> Task objective
Count how many lines in the entries below hold the string "black", and respond with that number only.
Top of Supplied entries
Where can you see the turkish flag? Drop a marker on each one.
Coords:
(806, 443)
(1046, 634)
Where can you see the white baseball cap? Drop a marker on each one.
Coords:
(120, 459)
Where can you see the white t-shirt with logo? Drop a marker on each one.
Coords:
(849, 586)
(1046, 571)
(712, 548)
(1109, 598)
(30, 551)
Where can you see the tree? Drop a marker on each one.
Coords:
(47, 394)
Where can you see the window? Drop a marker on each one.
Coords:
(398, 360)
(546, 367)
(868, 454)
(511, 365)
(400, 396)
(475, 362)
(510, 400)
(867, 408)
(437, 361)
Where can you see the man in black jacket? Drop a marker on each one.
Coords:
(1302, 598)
Bottom of Supplied entries
Top of Supplied entries
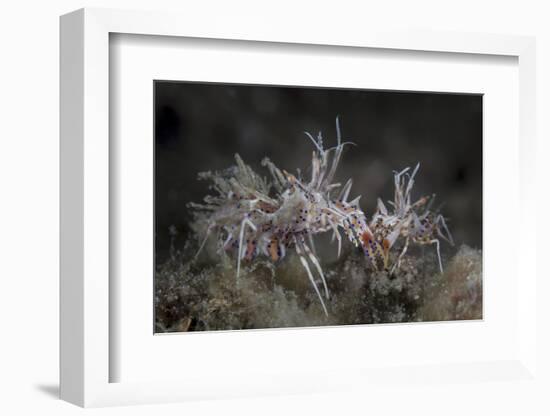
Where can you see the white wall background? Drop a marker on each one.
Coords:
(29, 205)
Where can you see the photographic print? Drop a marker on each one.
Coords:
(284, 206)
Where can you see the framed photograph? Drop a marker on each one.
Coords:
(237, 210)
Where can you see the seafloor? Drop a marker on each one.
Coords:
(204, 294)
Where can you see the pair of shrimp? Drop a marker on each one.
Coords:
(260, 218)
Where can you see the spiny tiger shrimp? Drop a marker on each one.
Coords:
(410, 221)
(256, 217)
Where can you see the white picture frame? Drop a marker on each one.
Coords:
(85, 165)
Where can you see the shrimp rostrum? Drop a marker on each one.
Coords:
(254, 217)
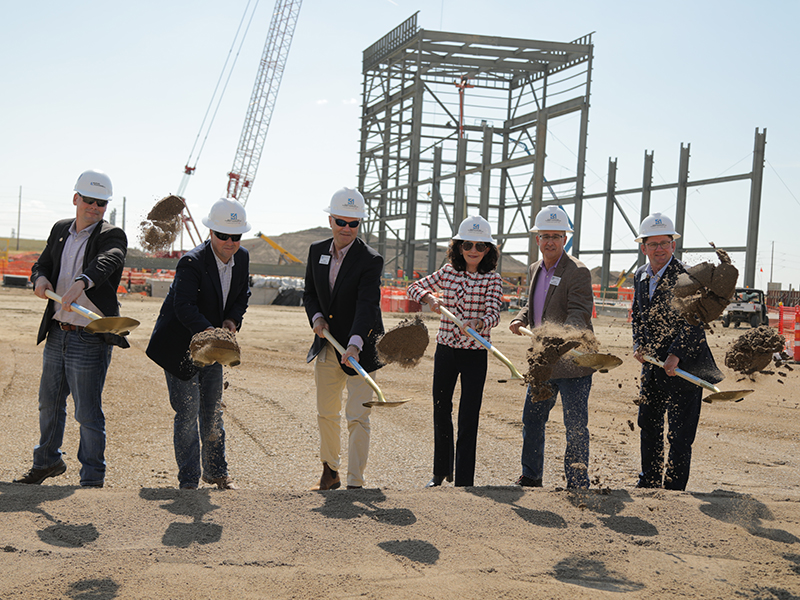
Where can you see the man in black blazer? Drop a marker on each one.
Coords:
Bottom of Supplied entries
> Completed exercise
2